### Objective
Copy all of the records below verbatim.

### Task material
## start

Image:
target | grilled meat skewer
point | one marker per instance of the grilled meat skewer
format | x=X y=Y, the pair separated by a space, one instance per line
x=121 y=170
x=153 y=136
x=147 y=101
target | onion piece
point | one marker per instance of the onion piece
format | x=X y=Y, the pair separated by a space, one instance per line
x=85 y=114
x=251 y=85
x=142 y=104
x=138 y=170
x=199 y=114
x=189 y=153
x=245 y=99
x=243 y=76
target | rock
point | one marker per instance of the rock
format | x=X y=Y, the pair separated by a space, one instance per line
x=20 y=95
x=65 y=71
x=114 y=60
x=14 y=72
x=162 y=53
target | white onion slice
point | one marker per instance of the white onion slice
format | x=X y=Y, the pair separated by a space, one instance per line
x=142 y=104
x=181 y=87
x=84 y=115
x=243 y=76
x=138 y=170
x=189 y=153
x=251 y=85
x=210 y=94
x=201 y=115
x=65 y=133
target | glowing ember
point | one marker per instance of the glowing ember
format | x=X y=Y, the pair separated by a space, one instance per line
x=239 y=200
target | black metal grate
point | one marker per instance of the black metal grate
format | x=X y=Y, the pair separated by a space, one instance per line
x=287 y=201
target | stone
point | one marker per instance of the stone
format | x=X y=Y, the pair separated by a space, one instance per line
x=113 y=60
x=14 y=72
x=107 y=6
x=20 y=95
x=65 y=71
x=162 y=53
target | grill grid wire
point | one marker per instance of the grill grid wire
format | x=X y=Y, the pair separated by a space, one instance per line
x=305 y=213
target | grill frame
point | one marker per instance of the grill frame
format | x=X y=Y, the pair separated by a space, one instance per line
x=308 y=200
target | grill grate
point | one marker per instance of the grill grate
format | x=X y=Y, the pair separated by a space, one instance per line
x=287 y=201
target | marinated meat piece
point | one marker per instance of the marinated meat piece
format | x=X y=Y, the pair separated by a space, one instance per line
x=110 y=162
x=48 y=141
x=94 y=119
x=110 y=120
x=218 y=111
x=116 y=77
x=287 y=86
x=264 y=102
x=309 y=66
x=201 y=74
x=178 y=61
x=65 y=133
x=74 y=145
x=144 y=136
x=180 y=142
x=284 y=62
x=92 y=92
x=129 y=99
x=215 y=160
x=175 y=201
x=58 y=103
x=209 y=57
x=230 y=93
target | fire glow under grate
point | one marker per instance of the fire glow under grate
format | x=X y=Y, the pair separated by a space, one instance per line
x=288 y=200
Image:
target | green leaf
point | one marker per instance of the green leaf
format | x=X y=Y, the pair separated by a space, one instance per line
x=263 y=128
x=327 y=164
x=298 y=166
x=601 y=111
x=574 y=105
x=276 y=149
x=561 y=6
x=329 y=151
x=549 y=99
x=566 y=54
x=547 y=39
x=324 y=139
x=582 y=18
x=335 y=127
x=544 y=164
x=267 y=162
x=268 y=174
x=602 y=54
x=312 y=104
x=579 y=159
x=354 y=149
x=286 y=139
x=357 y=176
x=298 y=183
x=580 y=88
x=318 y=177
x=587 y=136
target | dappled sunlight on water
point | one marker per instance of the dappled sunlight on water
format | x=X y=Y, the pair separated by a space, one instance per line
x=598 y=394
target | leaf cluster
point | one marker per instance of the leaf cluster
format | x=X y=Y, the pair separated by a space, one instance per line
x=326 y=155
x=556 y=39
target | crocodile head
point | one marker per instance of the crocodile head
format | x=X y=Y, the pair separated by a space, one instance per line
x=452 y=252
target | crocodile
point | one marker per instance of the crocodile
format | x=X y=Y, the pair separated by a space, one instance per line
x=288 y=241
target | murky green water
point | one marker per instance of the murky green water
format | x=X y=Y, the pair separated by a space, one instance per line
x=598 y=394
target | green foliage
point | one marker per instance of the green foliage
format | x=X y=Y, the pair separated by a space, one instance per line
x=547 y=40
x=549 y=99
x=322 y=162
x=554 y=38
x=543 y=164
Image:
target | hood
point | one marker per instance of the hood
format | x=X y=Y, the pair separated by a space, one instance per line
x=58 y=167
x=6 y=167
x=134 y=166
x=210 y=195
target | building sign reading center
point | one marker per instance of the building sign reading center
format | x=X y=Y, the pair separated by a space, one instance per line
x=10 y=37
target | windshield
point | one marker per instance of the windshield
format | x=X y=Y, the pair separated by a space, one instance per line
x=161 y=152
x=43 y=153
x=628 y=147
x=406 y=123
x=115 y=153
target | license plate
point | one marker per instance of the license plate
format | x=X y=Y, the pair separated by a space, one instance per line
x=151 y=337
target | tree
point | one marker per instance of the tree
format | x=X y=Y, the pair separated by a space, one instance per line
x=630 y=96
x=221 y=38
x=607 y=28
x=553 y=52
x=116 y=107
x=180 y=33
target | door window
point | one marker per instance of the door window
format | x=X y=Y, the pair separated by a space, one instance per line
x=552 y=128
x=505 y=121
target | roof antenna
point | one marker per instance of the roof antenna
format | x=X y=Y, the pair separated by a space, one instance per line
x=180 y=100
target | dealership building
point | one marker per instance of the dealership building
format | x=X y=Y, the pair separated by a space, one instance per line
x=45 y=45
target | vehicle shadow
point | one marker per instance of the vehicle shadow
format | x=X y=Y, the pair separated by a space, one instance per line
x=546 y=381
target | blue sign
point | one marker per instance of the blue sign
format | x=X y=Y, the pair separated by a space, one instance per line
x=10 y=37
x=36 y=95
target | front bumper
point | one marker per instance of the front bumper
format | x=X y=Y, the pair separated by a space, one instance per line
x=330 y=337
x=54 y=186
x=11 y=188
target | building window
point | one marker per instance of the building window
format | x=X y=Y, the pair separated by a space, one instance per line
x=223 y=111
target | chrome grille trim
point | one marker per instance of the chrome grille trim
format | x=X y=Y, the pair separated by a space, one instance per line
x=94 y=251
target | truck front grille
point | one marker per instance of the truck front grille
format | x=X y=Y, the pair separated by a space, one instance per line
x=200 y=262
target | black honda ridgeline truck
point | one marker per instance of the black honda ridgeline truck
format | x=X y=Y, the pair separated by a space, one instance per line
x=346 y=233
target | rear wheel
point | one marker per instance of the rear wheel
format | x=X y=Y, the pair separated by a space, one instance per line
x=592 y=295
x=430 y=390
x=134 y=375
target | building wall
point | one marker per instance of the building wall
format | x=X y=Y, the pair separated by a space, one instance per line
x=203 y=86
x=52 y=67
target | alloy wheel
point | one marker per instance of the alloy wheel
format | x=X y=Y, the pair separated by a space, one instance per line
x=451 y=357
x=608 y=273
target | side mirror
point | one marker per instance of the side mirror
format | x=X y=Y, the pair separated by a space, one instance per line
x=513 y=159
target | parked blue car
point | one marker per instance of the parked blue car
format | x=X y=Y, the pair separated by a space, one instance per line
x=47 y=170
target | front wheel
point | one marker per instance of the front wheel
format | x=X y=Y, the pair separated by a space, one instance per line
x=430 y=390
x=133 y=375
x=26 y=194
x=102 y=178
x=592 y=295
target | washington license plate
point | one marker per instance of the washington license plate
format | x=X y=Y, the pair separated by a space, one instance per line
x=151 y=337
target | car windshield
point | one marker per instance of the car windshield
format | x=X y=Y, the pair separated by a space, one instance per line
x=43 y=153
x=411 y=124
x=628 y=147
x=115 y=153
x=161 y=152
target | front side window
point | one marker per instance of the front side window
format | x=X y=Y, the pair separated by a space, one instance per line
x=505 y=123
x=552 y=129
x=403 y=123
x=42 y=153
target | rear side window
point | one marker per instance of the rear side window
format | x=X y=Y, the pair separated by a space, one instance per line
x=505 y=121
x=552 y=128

## end

### Answer in full
Image:
target | grilled meat skewer
point | one marker per instance of the grilled meat skewer
format | x=X y=Y, the pair separated by a space, one instance per line
x=121 y=170
x=153 y=136
x=147 y=101
target | onion piece
point | one marker per instance of the onion piece
format | x=X y=Y, the pair separated by a space, one instance per line
x=85 y=114
x=251 y=85
x=142 y=104
x=138 y=170
x=199 y=114
x=189 y=153
x=245 y=99
x=243 y=76
target | rock
point | one marker per instance of the rock
format | x=X y=Y, the pair separated by a space, one instance per line
x=20 y=95
x=65 y=71
x=114 y=60
x=14 y=72
x=162 y=53
target | white onion slice
point | one marker per instance of the white onion slice
format | x=X y=Y, the pair separated by a space, one instance per line
x=142 y=104
x=181 y=87
x=84 y=115
x=243 y=76
x=138 y=170
x=189 y=153
x=251 y=85
x=210 y=94
x=201 y=115
x=65 y=133
target | glowing ember
point | one marker per instance of the glowing ember
format | x=X y=Y, the pair separated by a space, one instance per line
x=239 y=200
target | black metal grate
point | one marker per instance of the black metal grate
format | x=X y=Y, the pair separated by a space, one instance per line
x=287 y=201
target | stone
point | one marker per instance of the stone
format | x=X y=Y, the pair separated by a space, one instance per line
x=113 y=60
x=14 y=72
x=107 y=6
x=20 y=95
x=65 y=71
x=162 y=53
target | grill grid wire
point | one marker per instance of the grill grid wire
format | x=X y=Y, the pair separated by a space, one instance per line
x=305 y=213
target | grill frame
point | one marker per instance of the grill frame
format | x=X y=Y, the pair separated by a space, one instance per line
x=308 y=200
target | grill grate
point | one marker per instance of the grill grate
format | x=X y=Y, the pair separated by a space, one instance per line
x=287 y=201
target | marinated meat piece
point | one marker per instance of the marinated meat piece
format | x=X y=Y, the pair separated by a space, one instance per line
x=110 y=162
x=48 y=141
x=94 y=119
x=110 y=120
x=218 y=111
x=116 y=77
x=287 y=86
x=264 y=102
x=309 y=66
x=201 y=74
x=178 y=61
x=65 y=133
x=74 y=145
x=144 y=136
x=180 y=142
x=284 y=62
x=92 y=92
x=129 y=99
x=215 y=160
x=175 y=201
x=58 y=103
x=209 y=57
x=230 y=93
target | fire glow under grate
point | one marker per instance of the fire glow under grate
format | x=X y=Y, the pair separated by a space, one instance per line
x=288 y=200
Image:
target | green leaf
point | one marker per instance of the green leaf
format | x=X y=Y, the pair separated by a space, one instance per line
x=263 y=128
x=327 y=164
x=298 y=166
x=601 y=111
x=574 y=105
x=276 y=149
x=561 y=6
x=329 y=151
x=549 y=99
x=566 y=54
x=547 y=39
x=324 y=139
x=582 y=18
x=335 y=127
x=544 y=164
x=267 y=162
x=268 y=174
x=602 y=54
x=312 y=104
x=579 y=159
x=354 y=149
x=286 y=139
x=357 y=176
x=298 y=183
x=580 y=88
x=318 y=177
x=587 y=136
target | dappled sunlight on water
point | one marker per instance of the dappled sunlight on water
format | x=X y=Y, the pair separated by a space, one instance per line
x=598 y=394
target | leaf cluster
point | one marker per instance of the leaf cluster
format | x=X y=Y, the pair separated by a space, one instance per line
x=326 y=155
x=556 y=39
target | crocodile head
point | one marker per instance of the crocodile head
format | x=X y=Y, the pair separated by a space, one instance per line
x=452 y=252
target | crocodile
point | one marker per instance of the crocodile
format | x=X y=Y, the pair separated by a space, one instance per line
x=288 y=241
target | murky green water
point | one marker per instance of the murky green water
format | x=X y=Y, the pair separated by a space, one instance per line
x=598 y=394
target | green foliage
point | one marker per instance of the green foliage
format | x=X y=Y, the pair separated by a space, one instance per line
x=547 y=40
x=549 y=99
x=322 y=162
x=554 y=38
x=543 y=164
Image:
target | hood
point | one marker per instance of the hood
format | x=X y=Y, the pair separated by a space, one instance per line
x=58 y=167
x=6 y=167
x=134 y=166
x=210 y=195
target | building sign reading center
point | one marker per instance of the building sign reading center
format | x=X y=Y, the pair separated by a space, one instance per line
x=10 y=37
target | windshield
point | one marker per instance of the windshield
format | x=X y=Y, the pair separated by a space, one instance per line
x=161 y=152
x=43 y=153
x=628 y=147
x=406 y=123
x=115 y=153
target | license plate
point | one marker per instance of the license plate
format | x=X y=Y, the pair separated by a space, one instance per line
x=151 y=337
target | tree
point | one marker per instance of the tree
format | x=X y=Y, the pair separated by a space, one instance per line
x=630 y=96
x=221 y=38
x=607 y=28
x=553 y=52
x=116 y=107
x=180 y=33
target | door window
point | one marker per instance of the door window
format | x=X y=Y, the pair separated by a space, one instance per line
x=552 y=128
x=505 y=121
target | roof antenna
point | one marker per instance of the roof antenna
format | x=X y=Y, the pair separated by a space, one instance per line
x=180 y=100
target | dealership building
point | one marker per instance of the dealership building
format | x=X y=Y, the pair separated by a space, one instance per line
x=45 y=45
target | vehicle shadow
point | one marker per instance of the vehicle shadow
format | x=X y=Y, the pair separated by a space, one instance per line
x=546 y=381
target | blue sign
point | one marker per instance of the blue sign
format | x=X y=Y, the pair separated by a space, one instance per line
x=10 y=37
x=36 y=95
target | front bumper
point | one marker per instance of the front bumper
format | x=X y=Y, the pair separated by a space, one instance per line
x=330 y=337
x=54 y=186
x=11 y=188
target | building window
point | one marker per instance of the building window
format | x=X y=Y, the pair separated by a space, one instance per line
x=223 y=111
target | chrome grille trim
point | one marker per instance of the chrome grille trim
format | x=X y=Y, the pair separated by a space, one instance per line
x=94 y=251
target | truck front grille
point | one marker per instance of the truck front grille
format | x=X y=Y, the pair separated by a space, one instance per line
x=200 y=262
target | black honda ridgeline truck
point | one marker per instance of the black honda ridgeline truck
format | x=X y=Y, the pair separated by a space, one instance per line
x=346 y=233
target | rear wheel
point | one marker per instance of the rear wheel
format | x=X y=Y, the pair separated by a space, one instance per line
x=592 y=295
x=430 y=390
x=134 y=375
target | building wall
point | one marker per instance of the building wall
format | x=X y=Y, the pair separated by a space, one instance per line
x=203 y=86
x=52 y=67
target | alloy wheel
point | one marker per instance of the alloy wheel
format | x=X y=Y, the pair separated by a space, one instance per line
x=451 y=357
x=608 y=273
target | side mirror
point | one marker per instance of the side mirror
format | x=X y=Y, the pair separated by a space, one instance per line
x=513 y=159
target | parked blue car
point | one marker per instance of the parked blue car
format | x=X y=Y, the pair separated by a space, one instance per line
x=47 y=170
target | front wheel
point | one marker per instance of the front wheel
format | x=X y=Y, the pair separated by a space, one instance per line
x=430 y=390
x=133 y=375
x=26 y=194
x=102 y=178
x=592 y=295
target | washington license plate
point | one marker per instance of the washington license plate
format | x=X y=Y, the pair separated by a space, one instance per line
x=151 y=337
target | car windshield
point | one marker per instance of the car windshield
format | x=X y=Y, the pair separated by a space, one instance per line
x=43 y=153
x=411 y=124
x=628 y=147
x=115 y=153
x=161 y=152
target | front side window
point | one marker per instance of the front side window
format | x=X y=Y, the pair separated by a space, one instance per line
x=505 y=123
x=552 y=129
x=403 y=123
x=42 y=153
target | rear side window
point | one marker per instance of the rear side window
format | x=X y=Y, the pair separated by a space, one instance per line
x=505 y=121
x=552 y=128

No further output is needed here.